▸ ASSIGNED TASK
Say how many lines in the data hold "wispy". Nothing else belongs in the answer.

▸ RECORDS SHOWN
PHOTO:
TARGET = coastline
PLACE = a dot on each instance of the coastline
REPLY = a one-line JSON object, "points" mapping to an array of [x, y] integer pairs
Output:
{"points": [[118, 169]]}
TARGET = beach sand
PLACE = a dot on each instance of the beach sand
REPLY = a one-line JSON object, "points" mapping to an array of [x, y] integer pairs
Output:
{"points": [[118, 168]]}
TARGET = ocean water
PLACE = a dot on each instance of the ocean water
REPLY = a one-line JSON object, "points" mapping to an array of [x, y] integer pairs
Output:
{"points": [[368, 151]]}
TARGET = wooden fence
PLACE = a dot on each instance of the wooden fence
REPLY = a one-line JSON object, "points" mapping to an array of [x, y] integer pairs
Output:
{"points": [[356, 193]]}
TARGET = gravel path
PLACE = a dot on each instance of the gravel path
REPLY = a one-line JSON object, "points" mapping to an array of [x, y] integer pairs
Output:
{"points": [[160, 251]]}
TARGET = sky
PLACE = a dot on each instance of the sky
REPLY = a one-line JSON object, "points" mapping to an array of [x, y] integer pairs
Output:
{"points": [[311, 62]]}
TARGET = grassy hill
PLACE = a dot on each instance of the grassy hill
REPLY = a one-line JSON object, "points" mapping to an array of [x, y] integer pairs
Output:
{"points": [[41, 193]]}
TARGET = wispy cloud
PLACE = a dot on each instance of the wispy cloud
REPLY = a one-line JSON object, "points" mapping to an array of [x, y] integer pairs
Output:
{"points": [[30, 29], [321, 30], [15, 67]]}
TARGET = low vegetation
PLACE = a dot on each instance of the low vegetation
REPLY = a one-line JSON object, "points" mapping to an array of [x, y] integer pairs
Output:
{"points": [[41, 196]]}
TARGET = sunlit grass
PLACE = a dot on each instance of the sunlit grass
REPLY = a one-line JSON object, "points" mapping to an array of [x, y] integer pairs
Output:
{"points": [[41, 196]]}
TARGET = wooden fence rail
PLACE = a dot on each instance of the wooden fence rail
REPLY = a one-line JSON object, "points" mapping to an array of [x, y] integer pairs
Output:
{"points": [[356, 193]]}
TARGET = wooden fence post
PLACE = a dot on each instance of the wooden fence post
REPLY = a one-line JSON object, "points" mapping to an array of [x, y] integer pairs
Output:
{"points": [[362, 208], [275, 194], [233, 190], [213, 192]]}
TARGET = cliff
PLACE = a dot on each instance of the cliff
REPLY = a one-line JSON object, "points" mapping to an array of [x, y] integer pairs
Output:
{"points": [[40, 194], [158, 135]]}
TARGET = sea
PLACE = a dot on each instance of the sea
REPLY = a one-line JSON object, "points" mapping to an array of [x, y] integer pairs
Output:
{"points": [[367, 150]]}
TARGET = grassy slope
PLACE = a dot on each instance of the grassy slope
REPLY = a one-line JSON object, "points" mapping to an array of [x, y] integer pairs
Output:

* * *

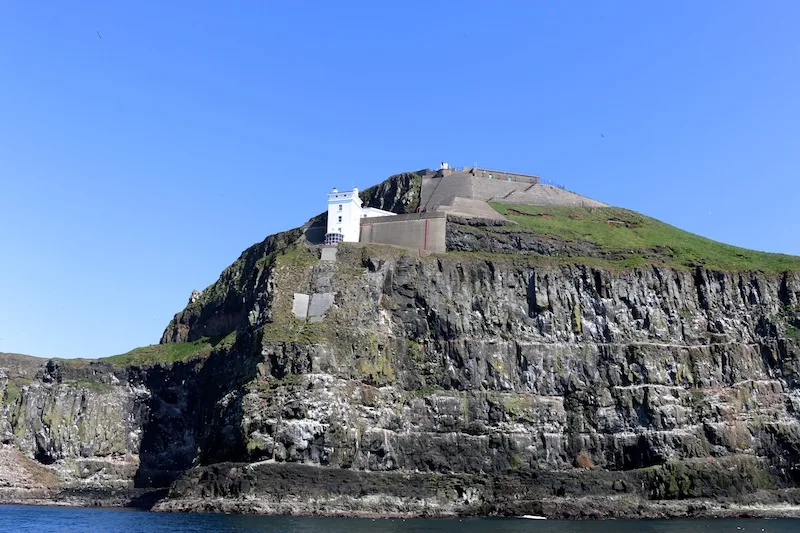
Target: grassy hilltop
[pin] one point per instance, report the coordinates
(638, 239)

▸ RESULT
2